Region pointing data
______
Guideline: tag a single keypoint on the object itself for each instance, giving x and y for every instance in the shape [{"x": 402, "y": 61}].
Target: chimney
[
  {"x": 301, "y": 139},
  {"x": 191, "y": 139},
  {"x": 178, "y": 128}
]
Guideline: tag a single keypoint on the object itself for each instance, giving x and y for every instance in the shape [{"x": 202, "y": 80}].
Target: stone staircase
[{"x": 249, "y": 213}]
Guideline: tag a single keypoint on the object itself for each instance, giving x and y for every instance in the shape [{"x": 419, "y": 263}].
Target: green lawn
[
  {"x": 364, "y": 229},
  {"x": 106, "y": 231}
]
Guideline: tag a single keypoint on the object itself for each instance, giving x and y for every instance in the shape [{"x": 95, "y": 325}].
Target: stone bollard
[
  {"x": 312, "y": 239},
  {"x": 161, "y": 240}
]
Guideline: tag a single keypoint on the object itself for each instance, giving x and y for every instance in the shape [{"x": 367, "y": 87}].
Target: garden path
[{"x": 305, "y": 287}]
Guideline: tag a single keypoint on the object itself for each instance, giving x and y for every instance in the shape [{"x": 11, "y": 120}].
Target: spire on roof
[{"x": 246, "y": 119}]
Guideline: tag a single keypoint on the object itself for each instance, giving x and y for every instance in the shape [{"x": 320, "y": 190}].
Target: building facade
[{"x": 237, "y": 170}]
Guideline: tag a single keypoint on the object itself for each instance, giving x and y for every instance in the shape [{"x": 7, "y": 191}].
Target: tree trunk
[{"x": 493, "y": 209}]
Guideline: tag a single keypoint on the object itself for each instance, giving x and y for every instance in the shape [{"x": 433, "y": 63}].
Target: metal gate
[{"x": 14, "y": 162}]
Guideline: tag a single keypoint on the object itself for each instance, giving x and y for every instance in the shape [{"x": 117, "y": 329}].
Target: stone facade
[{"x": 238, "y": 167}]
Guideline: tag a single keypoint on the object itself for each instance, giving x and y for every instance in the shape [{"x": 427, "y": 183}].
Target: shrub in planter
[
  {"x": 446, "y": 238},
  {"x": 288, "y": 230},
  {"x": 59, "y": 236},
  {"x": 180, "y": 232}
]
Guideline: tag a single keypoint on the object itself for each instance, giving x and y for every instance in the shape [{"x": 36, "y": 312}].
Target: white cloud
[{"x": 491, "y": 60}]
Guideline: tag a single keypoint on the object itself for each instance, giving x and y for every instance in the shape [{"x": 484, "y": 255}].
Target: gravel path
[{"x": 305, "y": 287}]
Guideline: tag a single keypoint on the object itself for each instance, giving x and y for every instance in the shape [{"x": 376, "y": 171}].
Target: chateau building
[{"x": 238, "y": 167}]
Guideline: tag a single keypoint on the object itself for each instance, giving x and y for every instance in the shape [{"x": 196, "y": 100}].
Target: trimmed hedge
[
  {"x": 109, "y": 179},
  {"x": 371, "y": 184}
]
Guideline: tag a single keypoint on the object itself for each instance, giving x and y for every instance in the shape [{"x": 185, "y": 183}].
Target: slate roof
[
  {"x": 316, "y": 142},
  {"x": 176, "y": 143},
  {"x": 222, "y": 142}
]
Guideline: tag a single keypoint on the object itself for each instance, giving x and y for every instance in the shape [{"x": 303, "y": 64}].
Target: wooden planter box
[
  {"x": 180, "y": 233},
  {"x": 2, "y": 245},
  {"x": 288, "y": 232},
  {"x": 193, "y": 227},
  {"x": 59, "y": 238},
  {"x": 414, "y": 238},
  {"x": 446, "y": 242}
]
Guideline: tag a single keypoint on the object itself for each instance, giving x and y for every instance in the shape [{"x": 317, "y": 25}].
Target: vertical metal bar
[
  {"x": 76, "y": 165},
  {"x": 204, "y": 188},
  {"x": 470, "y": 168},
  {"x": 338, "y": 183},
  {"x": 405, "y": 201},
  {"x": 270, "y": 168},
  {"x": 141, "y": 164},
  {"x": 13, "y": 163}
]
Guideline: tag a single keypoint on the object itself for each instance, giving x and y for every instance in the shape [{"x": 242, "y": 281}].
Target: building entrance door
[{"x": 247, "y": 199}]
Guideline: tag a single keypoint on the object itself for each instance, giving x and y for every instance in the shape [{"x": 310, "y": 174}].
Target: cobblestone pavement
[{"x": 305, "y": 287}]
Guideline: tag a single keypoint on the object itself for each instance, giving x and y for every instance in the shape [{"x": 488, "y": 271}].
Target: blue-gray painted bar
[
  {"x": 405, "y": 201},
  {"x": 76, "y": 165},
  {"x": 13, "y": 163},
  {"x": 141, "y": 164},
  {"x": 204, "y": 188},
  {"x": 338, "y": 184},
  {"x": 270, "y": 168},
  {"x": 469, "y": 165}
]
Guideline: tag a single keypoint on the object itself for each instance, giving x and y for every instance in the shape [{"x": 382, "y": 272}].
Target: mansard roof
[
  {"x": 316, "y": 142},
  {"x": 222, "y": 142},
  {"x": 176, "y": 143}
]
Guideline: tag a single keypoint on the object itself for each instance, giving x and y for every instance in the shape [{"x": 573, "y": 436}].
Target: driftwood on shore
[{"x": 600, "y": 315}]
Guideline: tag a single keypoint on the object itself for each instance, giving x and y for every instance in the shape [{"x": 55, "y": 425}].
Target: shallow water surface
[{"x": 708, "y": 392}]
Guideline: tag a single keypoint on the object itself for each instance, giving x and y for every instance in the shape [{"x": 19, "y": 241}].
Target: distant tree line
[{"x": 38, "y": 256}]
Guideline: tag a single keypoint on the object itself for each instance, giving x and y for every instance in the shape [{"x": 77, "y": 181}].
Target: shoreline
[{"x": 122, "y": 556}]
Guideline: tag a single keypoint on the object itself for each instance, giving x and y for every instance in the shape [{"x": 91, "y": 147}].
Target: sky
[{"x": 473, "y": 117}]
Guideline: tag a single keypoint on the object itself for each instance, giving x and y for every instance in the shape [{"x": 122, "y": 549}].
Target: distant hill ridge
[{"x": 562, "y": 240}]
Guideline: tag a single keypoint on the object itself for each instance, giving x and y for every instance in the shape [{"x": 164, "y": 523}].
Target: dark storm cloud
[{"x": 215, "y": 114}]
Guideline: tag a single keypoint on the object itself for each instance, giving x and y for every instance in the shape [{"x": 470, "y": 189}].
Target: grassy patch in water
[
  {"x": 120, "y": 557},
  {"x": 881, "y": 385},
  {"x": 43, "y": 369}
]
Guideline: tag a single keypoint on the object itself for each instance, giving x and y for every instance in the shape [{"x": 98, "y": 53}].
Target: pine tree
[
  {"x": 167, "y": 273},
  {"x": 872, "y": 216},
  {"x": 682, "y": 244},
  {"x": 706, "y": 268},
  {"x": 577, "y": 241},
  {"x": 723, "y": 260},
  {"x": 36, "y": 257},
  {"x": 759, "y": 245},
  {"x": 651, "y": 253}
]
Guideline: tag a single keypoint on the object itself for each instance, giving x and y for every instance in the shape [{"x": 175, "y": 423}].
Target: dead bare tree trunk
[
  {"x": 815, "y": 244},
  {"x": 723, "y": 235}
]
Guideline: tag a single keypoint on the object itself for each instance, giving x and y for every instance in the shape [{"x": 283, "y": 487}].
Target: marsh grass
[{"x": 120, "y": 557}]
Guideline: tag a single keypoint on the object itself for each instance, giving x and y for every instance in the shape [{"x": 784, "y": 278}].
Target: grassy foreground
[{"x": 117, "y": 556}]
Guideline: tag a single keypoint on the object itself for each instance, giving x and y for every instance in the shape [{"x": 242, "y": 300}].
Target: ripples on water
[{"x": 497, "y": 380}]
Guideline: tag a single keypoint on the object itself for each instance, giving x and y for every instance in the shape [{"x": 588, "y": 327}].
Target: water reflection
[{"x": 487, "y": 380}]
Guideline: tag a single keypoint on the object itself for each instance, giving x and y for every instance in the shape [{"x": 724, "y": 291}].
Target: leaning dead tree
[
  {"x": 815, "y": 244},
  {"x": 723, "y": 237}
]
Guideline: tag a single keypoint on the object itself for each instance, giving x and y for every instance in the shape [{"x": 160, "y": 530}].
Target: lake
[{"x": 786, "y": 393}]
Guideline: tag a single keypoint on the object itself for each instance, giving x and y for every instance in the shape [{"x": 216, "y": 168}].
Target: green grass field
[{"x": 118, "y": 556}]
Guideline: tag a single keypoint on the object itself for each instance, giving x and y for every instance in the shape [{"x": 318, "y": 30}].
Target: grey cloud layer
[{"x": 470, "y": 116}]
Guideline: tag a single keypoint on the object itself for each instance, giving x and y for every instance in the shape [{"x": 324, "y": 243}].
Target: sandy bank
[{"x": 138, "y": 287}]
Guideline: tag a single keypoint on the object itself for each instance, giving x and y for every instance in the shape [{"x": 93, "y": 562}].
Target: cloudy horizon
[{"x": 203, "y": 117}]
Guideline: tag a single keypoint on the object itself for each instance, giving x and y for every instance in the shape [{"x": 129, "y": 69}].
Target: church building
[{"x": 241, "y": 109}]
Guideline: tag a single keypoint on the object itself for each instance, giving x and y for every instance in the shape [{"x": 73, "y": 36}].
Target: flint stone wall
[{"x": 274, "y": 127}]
______
_WORK TO BE COMPLETED_
The line containing "Target: sandy bank" and every line after it, through the end of the records, should be repeated exactly and alone.

_TASK OUTPUT_
Target: sandy bank
[{"x": 138, "y": 287}]
Guideline: tag a single keypoint on the object itself for each instance, giving x and y for every instance in the shape [{"x": 93, "y": 562}].
Target: cloudy horizon
[{"x": 203, "y": 117}]
Guideline: tag a single keypoint on the object itself for each instance, giving x and y for every instance in the shape [{"x": 129, "y": 69}].
Target: church building
[{"x": 241, "y": 109}]
Guideline: tag a single keypoint on the object itself for each instance, giving x and y for every instance in the shape [{"x": 73, "y": 36}].
Target: flint stone wall
[{"x": 274, "y": 127}]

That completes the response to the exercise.